** READING PASSAGE follows **

Bird is delighted to have snapped up the comedic, mischievous nuttiness of Josh Benson. “We’re very excited to have Josh in the show. When we saw him on the patio doing his Just Josh show, we thought, ‘this is exactly what we need’. He’s warm, he’s very engaging, he’s local and he’s loved by people in York, and he’ll help to shape the shows.
“It’s also important, coming out of the old panto into the new era, that we should make our pantomime a show for families and Josh helps us to do that.”
Looking forward to leading the Theatre Royal pantomime in his home city, Benson says: “It’s been said of me, ‘if you turn Josh upside down, it says ‘Made In York’, and it’ll be lovely to be in York this winter because I don’t really want to be anywhere else in this strange year.
“I’d signed for one year for the Victoria Theatre panto in Halifax and they then offered me for four more in the comic role, effectively taking over from Neil Hurst, who’d done it for five years before me, and I said, ‘let me do another two’, but when Jack And The Beanstalk had to be postponed, the Travelling Pantomime feels a lovely thing to be able to do and a real honour too.
“It’s nice to be part of a new beginning for the Theatre Royal pantomime, which I think will be great. What’s good for me is that I can dip my toe in a York panto and they can do the same with me.”
He believes it is important to spread his talent wherever possible when still on a learning curve at 22. “This summer aside, I usually do the whole season at York Maze, so you could have too much of a good thing if I do the winter season as well in panto, doing the same jokes and routines!” he reasons. “I’m very much playing the long game, working up to going to the Edinburgh Fringe with a solo show.”
Benson will have to learn not one, but three pantomime scripts. “But that’s a hugely exciting thing to be doing: a choice of three shows each performance. Tom [Bird] did that at the Globe too, and what’s clever about it is that it’ll have a rough-and ready-feel to it, like a village-hall panto, but as Tom has said, it’ll still be a York Theatre Royal panto, with the award-winning Paul Hendy writing it.
“As a pop-up panto, you can open it in that rough-and-ready style, in a conversational tone, so it’s different from the very start, with me going out there as Josh, just like with the kids’ parties I do, jumping up on stage and just talking, whereas normally with a panto in a theatre, the audience are looking at the stage, thinking, ‘Go on, impress me’.”

** End of READING PASSAGE **
** DATASET EXCERPTS follows **

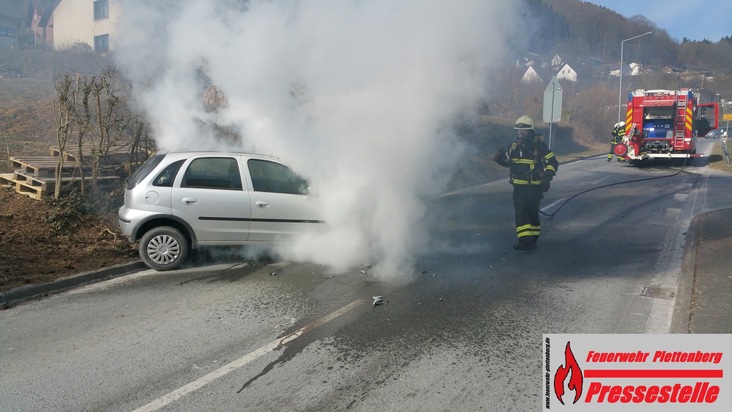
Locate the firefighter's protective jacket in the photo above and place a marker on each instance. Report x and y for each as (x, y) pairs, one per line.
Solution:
(617, 135)
(530, 160)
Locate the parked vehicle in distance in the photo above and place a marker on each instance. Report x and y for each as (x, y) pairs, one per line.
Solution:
(715, 134)
(179, 201)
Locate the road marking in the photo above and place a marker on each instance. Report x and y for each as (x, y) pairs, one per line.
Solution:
(230, 367)
(552, 204)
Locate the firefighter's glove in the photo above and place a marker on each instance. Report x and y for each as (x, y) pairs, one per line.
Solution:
(545, 183)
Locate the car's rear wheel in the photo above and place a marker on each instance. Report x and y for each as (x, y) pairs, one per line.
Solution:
(163, 248)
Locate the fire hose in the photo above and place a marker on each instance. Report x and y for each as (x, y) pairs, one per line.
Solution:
(621, 183)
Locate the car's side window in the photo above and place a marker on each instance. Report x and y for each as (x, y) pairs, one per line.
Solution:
(167, 176)
(213, 173)
(276, 178)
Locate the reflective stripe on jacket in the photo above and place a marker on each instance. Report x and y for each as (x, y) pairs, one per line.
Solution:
(530, 161)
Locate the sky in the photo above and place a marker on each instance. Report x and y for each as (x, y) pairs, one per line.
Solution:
(694, 19)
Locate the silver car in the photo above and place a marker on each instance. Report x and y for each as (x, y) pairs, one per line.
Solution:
(180, 201)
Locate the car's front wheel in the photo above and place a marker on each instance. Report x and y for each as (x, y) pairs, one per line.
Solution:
(163, 248)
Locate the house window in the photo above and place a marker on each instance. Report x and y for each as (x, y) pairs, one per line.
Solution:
(101, 43)
(6, 31)
(101, 9)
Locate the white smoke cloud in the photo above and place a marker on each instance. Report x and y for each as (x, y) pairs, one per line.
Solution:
(357, 96)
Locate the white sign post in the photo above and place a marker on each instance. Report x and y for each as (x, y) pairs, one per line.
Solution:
(552, 105)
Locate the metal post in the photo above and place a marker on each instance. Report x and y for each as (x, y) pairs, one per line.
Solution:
(551, 119)
(620, 88)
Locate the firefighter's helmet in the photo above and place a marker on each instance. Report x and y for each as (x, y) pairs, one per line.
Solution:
(524, 122)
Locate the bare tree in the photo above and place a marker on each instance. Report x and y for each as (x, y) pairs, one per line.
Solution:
(64, 108)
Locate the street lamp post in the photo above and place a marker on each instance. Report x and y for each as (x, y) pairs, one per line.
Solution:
(620, 88)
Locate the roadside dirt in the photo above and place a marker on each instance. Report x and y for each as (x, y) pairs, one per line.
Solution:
(32, 251)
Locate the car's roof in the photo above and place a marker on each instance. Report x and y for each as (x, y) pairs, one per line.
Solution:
(186, 154)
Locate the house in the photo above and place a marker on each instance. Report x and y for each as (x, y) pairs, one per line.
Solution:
(85, 21)
(567, 73)
(41, 16)
(556, 62)
(531, 76)
(13, 15)
(632, 69)
(543, 75)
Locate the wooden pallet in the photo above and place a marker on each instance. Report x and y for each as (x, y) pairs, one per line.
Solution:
(35, 175)
(71, 153)
(39, 166)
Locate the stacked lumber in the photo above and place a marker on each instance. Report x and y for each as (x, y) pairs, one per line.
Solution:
(35, 176)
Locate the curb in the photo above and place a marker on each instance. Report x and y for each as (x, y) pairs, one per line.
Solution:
(22, 293)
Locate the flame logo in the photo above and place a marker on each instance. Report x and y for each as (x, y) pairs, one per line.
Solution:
(575, 381)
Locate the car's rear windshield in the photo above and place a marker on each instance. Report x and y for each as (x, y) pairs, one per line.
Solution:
(144, 170)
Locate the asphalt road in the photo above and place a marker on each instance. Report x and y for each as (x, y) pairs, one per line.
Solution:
(465, 335)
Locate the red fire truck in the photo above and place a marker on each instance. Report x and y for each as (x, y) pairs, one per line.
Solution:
(665, 124)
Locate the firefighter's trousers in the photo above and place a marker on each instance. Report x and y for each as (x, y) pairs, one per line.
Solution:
(526, 200)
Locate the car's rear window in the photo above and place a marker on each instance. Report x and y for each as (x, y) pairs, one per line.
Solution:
(144, 170)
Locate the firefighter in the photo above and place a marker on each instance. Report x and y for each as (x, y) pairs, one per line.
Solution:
(617, 137)
(532, 166)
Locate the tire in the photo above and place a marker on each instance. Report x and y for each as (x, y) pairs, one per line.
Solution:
(163, 248)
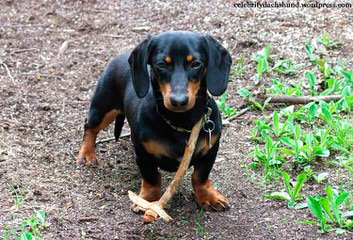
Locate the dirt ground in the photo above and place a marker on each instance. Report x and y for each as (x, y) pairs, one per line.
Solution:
(51, 55)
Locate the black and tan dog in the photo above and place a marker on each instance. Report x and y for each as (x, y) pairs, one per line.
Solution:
(161, 88)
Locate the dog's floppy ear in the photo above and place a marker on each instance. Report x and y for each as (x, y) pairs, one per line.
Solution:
(219, 62)
(138, 65)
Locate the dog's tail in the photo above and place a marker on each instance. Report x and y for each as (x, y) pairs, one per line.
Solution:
(119, 122)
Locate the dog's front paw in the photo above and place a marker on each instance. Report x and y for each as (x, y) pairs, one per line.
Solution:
(149, 192)
(87, 156)
(208, 197)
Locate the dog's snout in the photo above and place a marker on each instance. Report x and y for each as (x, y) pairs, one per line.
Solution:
(179, 100)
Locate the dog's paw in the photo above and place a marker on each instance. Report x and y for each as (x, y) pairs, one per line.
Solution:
(87, 158)
(209, 198)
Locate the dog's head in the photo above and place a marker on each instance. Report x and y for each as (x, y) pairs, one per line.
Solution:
(180, 62)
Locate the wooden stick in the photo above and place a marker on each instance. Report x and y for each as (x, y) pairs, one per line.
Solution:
(155, 209)
(88, 219)
(300, 99)
(240, 113)
(113, 138)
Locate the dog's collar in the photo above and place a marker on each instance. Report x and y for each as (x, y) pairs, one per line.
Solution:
(206, 118)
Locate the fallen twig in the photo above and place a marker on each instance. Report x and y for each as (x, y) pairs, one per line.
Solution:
(24, 50)
(8, 72)
(300, 99)
(24, 25)
(240, 113)
(155, 209)
(113, 138)
(88, 219)
(113, 36)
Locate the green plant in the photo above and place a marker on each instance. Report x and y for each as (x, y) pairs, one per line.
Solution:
(262, 58)
(286, 67)
(311, 175)
(327, 42)
(328, 210)
(239, 67)
(311, 79)
(292, 193)
(224, 107)
(309, 49)
(30, 228)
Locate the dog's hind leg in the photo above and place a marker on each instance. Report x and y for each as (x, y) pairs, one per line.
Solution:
(95, 122)
(119, 122)
(106, 106)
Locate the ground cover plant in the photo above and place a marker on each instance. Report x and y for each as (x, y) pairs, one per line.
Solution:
(53, 52)
(293, 138)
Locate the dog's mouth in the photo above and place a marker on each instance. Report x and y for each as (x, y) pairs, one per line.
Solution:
(167, 104)
(179, 102)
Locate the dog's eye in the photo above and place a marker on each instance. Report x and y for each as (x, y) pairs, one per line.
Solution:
(162, 65)
(196, 64)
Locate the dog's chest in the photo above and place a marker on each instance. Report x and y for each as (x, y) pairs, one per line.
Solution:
(173, 148)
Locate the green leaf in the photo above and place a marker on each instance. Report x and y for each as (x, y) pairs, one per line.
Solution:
(300, 181)
(311, 78)
(322, 153)
(326, 205)
(244, 92)
(321, 177)
(329, 193)
(278, 195)
(340, 231)
(286, 180)
(301, 205)
(276, 123)
(347, 75)
(341, 198)
(347, 214)
(26, 235)
(314, 207)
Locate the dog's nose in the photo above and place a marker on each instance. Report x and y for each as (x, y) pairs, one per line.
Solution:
(179, 100)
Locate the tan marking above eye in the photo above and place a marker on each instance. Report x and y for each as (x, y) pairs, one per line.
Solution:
(203, 144)
(155, 148)
(168, 59)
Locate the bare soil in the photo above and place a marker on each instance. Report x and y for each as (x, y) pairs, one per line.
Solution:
(51, 55)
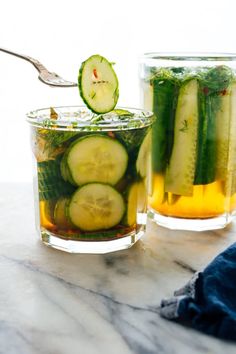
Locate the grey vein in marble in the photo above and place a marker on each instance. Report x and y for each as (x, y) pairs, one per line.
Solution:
(56, 303)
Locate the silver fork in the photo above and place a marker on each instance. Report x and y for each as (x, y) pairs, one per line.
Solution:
(46, 76)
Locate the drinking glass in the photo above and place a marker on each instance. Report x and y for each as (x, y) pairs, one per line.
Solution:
(91, 177)
(193, 139)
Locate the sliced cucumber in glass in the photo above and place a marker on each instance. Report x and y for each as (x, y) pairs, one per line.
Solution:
(95, 158)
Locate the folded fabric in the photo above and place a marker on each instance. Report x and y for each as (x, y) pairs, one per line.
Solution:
(208, 301)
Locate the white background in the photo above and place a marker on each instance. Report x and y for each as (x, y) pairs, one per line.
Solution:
(61, 34)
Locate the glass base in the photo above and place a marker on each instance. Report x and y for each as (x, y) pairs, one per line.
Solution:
(97, 247)
(174, 223)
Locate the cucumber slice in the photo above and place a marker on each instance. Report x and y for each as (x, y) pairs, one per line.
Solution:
(60, 218)
(98, 84)
(96, 206)
(50, 183)
(144, 155)
(96, 158)
(181, 170)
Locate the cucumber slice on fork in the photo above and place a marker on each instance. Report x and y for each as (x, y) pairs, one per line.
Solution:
(98, 84)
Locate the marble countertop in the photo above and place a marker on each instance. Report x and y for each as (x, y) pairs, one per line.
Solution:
(57, 303)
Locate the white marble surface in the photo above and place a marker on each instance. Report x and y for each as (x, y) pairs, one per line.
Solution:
(56, 303)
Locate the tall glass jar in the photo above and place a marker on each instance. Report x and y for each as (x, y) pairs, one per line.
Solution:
(193, 139)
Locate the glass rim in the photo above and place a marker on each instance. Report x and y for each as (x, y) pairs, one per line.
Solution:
(191, 56)
(81, 118)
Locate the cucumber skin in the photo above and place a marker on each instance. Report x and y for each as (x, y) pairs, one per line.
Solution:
(206, 150)
(164, 105)
(213, 85)
(180, 172)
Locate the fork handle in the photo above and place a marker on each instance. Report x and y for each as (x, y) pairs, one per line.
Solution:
(40, 67)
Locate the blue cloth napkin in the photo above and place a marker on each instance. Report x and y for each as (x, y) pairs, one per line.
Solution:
(208, 301)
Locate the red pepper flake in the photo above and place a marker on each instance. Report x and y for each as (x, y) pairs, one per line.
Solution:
(111, 134)
(95, 73)
(205, 90)
(223, 92)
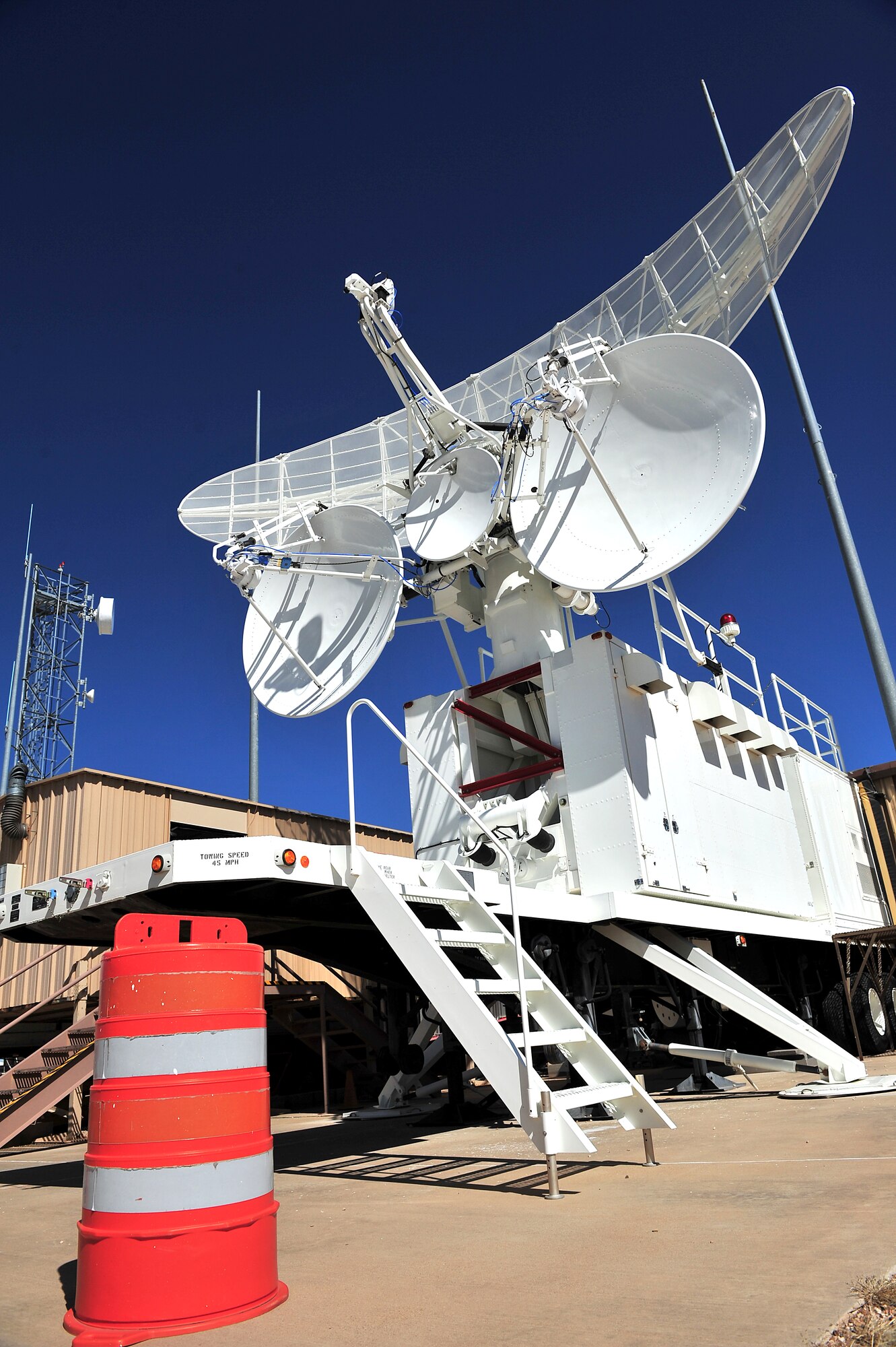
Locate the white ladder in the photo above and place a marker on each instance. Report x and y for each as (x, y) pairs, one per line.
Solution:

** End of DATASET EXCERPTS **

▶ **PROBLEMS TO WORK ON**
1 - List every person mentioned by name in the article about the York Theatre Royal pantomime.
2 - In the article about the York Theatre Royal pantomime, transcribe the stretch from "He believes it" through "Hendy writing it.".

▶ **LIST OF SOLUTIONS**
1 - Tom Bird, Josh Benson, Neil Hurst, Paul Hendy

2 -
He believes it is important to spread his talent wherever possible when still on a learning curve at 22. “This summer aside, I usually do the whole season at York Maze, so you could have too much of a good thing if I do the winter season as well in panto, doing the same jokes and routines!” he reasons. “I’m very much playing the long game, working up to going to the Edinburgh Fringe with a solo show.”
Benson will have to learn not one, but three pantomime scripts. “But that’s a hugely exciting thing to be doing: a choice of three shows each performance. Tom [Bird] did that at the Globe too, and what’s clever about it is that it’ll have a rough-and ready-feel to it, like a village-hall panto, but as Tom has said, it’ll still be a York Theatre Royal panto, with the award-winning Paul Hendy writing it.